(THE DATA)
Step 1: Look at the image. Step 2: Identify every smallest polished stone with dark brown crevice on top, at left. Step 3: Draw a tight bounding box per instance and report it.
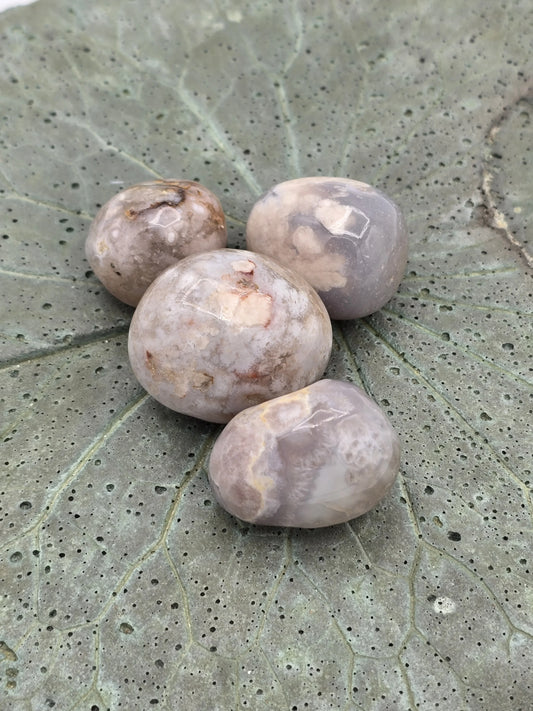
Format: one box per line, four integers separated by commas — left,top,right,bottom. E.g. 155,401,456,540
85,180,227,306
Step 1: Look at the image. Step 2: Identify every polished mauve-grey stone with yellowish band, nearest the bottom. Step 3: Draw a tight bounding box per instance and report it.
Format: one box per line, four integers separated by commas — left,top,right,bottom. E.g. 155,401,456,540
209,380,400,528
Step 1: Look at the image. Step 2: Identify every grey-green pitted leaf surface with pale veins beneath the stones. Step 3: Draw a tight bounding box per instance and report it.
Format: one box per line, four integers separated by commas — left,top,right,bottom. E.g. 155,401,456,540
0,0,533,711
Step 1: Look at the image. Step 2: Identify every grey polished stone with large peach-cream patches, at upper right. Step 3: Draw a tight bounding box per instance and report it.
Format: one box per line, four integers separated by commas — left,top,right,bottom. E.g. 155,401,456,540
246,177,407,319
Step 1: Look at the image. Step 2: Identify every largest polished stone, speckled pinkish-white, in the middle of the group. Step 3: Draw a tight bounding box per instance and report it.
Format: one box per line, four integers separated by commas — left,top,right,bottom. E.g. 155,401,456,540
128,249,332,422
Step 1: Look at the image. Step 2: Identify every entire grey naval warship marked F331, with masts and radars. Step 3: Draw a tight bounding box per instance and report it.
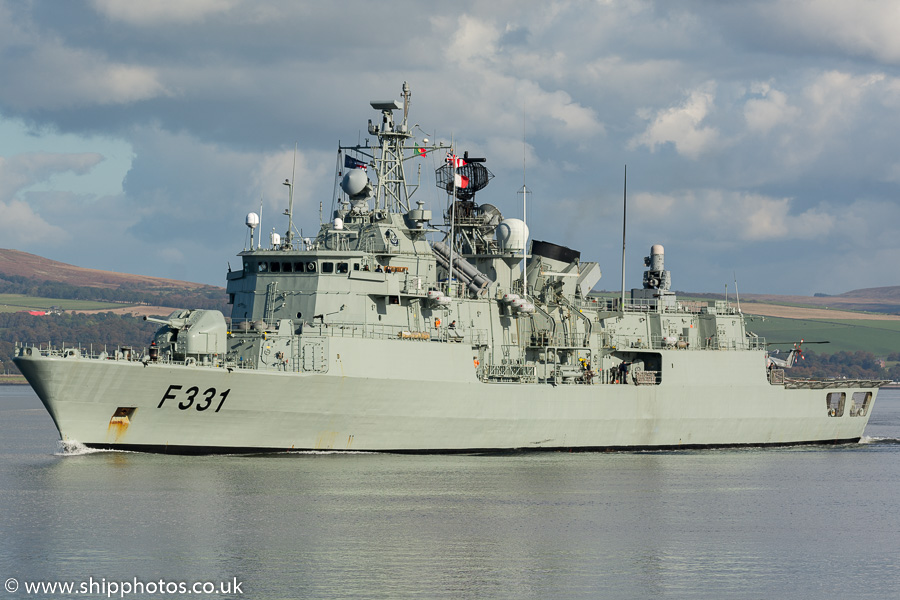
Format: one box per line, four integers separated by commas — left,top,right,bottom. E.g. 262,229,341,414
(End THE DATA)
ASSIGNED TASK
The word "grey" appears in some lines of the records. Please work out how many and reply with that number only.

TASK RESPONSE
4